REQUIREMENTS – Only the lines from the one containing "mark the arched window -- a dot per instance" to the end of the entries should be written out, each exactly as it stands, both ends included.

TASK INPUT –
——

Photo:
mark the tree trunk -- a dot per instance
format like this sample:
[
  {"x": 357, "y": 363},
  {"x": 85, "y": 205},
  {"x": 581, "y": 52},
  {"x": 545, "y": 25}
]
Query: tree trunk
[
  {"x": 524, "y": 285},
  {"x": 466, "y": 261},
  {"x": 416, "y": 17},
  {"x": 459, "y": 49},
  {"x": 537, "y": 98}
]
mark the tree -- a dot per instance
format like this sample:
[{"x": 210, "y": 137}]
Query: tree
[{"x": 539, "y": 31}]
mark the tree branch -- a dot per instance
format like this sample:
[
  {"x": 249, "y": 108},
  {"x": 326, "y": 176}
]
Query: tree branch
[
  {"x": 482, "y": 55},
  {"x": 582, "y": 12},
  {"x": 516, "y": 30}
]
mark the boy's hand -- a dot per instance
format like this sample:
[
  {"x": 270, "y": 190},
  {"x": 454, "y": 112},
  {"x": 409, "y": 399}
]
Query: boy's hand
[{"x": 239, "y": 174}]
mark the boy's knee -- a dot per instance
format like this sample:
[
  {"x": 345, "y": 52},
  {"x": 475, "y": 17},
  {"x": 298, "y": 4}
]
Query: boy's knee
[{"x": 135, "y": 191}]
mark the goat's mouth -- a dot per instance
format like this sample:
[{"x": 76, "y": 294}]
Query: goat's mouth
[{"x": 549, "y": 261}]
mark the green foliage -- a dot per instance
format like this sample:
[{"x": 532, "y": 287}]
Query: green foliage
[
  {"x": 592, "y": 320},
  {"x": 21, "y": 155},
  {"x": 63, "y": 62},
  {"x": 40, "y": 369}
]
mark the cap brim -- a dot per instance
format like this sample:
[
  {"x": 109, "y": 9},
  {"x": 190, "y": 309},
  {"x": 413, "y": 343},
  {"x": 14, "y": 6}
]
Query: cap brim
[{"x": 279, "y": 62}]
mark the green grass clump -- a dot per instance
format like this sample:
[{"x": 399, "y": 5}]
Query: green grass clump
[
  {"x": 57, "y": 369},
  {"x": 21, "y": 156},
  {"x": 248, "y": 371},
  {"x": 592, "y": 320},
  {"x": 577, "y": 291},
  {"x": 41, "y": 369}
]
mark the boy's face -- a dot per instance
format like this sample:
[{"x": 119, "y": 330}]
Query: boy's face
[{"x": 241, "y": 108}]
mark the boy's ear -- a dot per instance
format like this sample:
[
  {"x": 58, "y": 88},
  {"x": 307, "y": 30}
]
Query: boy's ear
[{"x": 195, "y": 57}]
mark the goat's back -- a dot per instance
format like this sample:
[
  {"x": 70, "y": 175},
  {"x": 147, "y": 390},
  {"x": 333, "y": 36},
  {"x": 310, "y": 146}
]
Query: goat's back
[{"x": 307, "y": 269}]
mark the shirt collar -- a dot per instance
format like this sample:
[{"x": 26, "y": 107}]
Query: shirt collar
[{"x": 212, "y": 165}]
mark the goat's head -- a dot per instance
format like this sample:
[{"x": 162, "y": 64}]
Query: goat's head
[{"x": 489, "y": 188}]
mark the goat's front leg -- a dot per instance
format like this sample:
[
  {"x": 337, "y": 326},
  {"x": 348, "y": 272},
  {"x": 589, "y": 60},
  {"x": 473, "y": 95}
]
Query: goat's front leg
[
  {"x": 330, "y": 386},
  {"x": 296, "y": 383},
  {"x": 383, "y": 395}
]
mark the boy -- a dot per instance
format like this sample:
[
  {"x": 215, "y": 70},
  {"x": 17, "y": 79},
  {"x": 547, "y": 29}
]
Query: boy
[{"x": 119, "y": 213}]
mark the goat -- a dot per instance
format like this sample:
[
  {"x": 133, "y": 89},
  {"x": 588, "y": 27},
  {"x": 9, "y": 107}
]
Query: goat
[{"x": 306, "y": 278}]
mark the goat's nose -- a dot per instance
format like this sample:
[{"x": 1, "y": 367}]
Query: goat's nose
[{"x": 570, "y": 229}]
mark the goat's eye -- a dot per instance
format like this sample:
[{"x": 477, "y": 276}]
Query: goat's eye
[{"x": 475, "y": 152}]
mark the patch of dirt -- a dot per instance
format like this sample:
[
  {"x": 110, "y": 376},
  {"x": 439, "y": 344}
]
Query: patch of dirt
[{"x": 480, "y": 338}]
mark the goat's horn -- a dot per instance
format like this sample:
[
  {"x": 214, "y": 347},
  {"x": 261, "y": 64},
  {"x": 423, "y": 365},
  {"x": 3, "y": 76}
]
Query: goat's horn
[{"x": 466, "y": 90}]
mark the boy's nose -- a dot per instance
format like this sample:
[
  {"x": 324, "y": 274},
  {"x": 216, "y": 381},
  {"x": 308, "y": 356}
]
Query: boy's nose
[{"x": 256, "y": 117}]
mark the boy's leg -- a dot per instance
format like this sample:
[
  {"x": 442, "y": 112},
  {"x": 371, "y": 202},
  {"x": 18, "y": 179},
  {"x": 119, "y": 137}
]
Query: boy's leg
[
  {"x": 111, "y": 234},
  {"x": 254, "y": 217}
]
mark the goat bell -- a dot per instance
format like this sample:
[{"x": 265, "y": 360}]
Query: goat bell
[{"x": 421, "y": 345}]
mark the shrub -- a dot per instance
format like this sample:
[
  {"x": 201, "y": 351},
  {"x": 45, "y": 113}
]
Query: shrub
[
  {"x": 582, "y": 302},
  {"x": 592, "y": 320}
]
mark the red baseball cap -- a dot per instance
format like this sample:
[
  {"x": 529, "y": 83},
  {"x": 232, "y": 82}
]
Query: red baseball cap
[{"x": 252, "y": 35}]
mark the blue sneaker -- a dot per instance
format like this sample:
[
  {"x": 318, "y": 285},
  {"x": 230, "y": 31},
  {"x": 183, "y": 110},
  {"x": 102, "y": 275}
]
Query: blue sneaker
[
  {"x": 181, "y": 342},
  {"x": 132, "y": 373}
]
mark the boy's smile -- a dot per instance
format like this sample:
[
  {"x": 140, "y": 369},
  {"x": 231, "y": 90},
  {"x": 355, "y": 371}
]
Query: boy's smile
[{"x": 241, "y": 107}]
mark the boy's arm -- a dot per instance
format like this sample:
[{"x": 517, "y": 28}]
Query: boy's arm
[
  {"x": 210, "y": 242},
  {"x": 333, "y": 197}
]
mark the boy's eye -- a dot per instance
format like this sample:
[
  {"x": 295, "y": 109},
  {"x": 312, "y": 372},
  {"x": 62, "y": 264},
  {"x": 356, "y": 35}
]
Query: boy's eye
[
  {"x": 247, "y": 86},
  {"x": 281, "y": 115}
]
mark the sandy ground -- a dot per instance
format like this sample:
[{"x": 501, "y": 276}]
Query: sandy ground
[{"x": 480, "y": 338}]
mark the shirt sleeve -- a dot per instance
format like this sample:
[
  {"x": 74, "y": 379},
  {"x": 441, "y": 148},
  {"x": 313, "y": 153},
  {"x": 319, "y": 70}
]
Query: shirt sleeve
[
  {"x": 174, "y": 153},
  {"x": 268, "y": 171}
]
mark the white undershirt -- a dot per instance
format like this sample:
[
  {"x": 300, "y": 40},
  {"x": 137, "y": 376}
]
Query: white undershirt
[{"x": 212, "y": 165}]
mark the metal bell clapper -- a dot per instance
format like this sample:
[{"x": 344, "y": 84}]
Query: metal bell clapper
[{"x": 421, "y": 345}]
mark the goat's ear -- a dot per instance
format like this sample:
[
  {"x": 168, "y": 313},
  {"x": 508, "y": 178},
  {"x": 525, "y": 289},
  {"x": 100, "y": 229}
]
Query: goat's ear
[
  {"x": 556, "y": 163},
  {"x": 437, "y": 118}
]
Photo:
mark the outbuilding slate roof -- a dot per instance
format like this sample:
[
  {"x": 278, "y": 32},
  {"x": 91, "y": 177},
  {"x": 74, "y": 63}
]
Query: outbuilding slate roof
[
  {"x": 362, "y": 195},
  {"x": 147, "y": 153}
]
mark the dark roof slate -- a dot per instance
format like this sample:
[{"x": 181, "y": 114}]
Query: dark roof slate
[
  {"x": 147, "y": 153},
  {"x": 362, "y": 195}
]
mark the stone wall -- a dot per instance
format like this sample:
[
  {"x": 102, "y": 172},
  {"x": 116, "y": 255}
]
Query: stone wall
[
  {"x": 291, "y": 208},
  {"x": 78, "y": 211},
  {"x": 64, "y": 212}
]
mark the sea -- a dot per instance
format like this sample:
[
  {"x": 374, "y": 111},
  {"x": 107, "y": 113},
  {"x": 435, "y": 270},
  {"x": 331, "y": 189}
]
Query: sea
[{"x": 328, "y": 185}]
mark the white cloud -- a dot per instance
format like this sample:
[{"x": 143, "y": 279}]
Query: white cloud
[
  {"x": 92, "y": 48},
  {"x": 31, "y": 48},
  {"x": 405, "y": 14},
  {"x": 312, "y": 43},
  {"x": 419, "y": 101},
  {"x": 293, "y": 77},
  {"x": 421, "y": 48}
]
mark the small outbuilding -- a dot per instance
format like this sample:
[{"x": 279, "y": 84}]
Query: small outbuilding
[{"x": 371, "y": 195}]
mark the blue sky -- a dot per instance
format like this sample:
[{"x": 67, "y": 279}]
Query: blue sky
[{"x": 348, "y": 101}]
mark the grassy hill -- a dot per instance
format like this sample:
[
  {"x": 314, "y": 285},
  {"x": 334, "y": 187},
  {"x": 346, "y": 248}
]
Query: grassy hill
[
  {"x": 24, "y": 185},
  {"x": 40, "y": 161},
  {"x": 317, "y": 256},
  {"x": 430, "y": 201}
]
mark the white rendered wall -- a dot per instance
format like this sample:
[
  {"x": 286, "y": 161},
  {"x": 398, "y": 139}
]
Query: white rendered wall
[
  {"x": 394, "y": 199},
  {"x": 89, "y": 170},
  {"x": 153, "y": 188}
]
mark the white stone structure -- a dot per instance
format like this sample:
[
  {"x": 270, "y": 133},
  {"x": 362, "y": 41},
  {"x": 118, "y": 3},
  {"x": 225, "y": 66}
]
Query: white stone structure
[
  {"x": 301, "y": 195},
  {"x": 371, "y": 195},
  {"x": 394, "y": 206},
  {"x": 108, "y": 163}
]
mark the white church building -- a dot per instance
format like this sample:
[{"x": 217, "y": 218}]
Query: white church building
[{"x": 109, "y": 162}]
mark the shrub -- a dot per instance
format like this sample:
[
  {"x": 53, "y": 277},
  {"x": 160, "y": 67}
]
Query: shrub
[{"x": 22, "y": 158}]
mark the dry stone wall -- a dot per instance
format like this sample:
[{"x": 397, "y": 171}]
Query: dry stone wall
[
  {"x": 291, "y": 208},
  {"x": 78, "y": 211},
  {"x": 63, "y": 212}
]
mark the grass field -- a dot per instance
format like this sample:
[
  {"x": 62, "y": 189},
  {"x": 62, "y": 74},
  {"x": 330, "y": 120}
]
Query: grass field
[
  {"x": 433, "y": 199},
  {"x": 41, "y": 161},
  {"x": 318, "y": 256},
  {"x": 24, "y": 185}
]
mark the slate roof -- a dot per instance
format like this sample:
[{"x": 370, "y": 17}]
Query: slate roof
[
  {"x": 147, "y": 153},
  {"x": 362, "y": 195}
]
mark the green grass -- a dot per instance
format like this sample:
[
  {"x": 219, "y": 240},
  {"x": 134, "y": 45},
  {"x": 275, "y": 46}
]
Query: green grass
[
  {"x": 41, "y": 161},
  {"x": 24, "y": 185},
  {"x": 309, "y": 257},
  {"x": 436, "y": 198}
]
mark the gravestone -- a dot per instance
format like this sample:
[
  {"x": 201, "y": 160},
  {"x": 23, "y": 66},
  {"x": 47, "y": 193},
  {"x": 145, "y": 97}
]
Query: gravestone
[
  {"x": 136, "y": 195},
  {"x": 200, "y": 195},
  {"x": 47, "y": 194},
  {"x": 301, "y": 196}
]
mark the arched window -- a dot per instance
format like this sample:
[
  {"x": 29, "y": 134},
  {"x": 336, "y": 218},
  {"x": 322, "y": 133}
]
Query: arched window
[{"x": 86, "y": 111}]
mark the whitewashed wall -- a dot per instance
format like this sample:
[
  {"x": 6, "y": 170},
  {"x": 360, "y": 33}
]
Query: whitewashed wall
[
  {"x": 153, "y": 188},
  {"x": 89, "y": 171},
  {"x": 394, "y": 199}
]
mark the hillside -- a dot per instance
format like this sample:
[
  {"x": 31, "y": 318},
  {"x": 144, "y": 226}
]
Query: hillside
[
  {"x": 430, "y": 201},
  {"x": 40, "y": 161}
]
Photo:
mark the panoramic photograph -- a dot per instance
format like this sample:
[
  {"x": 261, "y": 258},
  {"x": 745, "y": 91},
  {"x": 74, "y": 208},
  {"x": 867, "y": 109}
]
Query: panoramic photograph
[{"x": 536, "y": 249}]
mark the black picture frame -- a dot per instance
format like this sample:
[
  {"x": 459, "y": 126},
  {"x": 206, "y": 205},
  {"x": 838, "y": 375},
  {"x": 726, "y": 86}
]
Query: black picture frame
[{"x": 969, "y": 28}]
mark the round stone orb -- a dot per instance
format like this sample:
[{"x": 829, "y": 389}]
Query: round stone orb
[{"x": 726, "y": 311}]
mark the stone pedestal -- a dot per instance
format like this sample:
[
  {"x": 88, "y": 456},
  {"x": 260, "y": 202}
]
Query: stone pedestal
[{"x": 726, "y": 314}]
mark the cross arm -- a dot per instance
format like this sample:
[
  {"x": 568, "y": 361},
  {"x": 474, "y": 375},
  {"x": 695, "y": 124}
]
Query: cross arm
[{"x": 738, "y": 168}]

——

REPLY –
mark the arched window -- a dot per instance
format like this sample:
[
  {"x": 29, "y": 134},
  {"x": 336, "y": 218},
  {"x": 322, "y": 133}
]
Query: arched window
[{"x": 86, "y": 111}]
mark the whitewashed wall -- a dot per instance
format like this sample:
[
  {"x": 6, "y": 170},
  {"x": 360, "y": 33}
]
Query: whitewashed wall
[
  {"x": 153, "y": 188},
  {"x": 89, "y": 171},
  {"x": 394, "y": 199}
]
mark the hillside -- a dot per instance
format like this sample:
[
  {"x": 31, "y": 318},
  {"x": 144, "y": 226}
]
Query: hillside
[
  {"x": 430, "y": 201},
  {"x": 40, "y": 161}
]
Photo:
mark the panoramic photograph -- a dot per instance
format like this sample:
[
  {"x": 261, "y": 258},
  {"x": 745, "y": 91},
  {"x": 74, "y": 208},
  {"x": 867, "y": 109}
]
Query: panoramic photograph
[{"x": 536, "y": 249}]
mark the black picture frame -- a dot per instance
format like this sample:
[
  {"x": 459, "y": 126},
  {"x": 206, "y": 205},
  {"x": 838, "y": 375},
  {"x": 726, "y": 86}
]
Query: black picture frame
[{"x": 969, "y": 28}]
mark the round stone orb -- a dot per instance
format like this sample:
[{"x": 829, "y": 389}]
Query: round stone orb
[{"x": 726, "y": 311}]
mark the stone pedestal -- a dot per instance
format like this sample:
[
  {"x": 88, "y": 456},
  {"x": 260, "y": 202}
]
Query: stone pedestal
[{"x": 726, "y": 314}]
mark the cross arm -- a dot per instance
format like this sample:
[
  {"x": 568, "y": 361},
  {"x": 474, "y": 375},
  {"x": 695, "y": 124}
]
Query: cross arm
[{"x": 738, "y": 168}]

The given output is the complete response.